• **Complete the following**:
**1.** In the article on duplicate image files, what does Data Deduplication involve?
**2.** Output the part of the duplicate-files article between "You will need" and "deleting the files.", inclusive.

• **Passage**:
-- Begin --

As your image collection grows you will find that your responsibilities
expand to include not only things like the prevention of data loss, but elimination
of waste and inefficiencies..and one of the biggest wastes of time and money
are those caused by redundant files.
If you have duplicates in your collection, you incur inefficiencies in storage and backup (and the associated costs); but more importantly, these inefficiencies in your management of those files create a huge drain on your time. After all, if you do happen to run across a file with multiple copies, it's difficult to know which one you may have "touched" (worked on) most recently without additional investigation.
Those of you that have tightly controlled processes for adding
files may find the following interesting, but not particularly useful. For
the rest of us, if we took the time to review the files in our collection
likely find a fair number of duplicates.For those who manage
files for others in an office or workgroup, there are probably more duplicates
than they even realize (or want to think about). The question is how to find
these redundant files without it becoming an overly burdensome "finding
a needle in a haystack" task.
The method outlined in this article shows you
how to evaluate checksums or hashes to "deduplicate" your collection.
Data Deduplication involves scouring your hard drive / server, etc. for
redundant instances of files and selectively deleting them. While the
text which follows makes reference to image files, the same process can
be used for any file type on a computer. If you are managing
a large number of image files that should not be modified (like proprietary
Raw files), then you will definitely find the following information beneficial.
As image files take up substantial space, being able to eliminate all but a single instance could significantly decrease your need for storage, especially if you haven't always had a strict file handling process when first adding files. If you have had a hard drive crash, it's quite common to end up with multiples of files when you reload all of the information, especially if a lot of that was on CDR or other removeable media. While hard drive storage is becoming cheaper all the time, if you envision moving all or part of your image collection to the "cloud" or other remote storage, it really doesn't make much sense to have multiple copies of the same image asset within the same collection.
You will need to have a utility installed which
is capable of creating a Checksum file, such as those discussed in the
"Trouble Transporting Tribbles: or File
Verification using MD5 Checksums" article,
a spreadsheet application like Microsoft Excel, and some time. The goal
is to gather all checksums together for the image collection
we want to deduplicate, sort them by their checksum values, and then
use a spreadsheet calculation formula to help us quickly identify the
duplicates -- if any exist. If there are duplicates, then we can
use the spreadsheet as our checklist for deleting the files.

-- End --

• **Collected data**:
-- Begin --

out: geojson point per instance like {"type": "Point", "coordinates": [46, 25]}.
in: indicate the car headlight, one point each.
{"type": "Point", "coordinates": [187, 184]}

-- End --

• **The results**:
**1.** Scouring your hard drive, server, or similar storage for redundant instances of files and selectively deleting them.

**2.**
You will need to have a utility installed which
is capable of creating a Checksum file, such as those discussed in the
"Trouble Transporting Tribbles: or File
Verification using MD5 Checksums" article,
a spreadsheet application like Microsoft Excel, and some time. The goal
is to gather all checksums together for the image collection
we want to deduplicate, sort them by their checksum values, and then
use a spreadsheet calculation formula to help us quickly identify the
duplicates -- if any exist. If there are duplicates, then we can
use the spreadsheet as our checklist for deleting the files.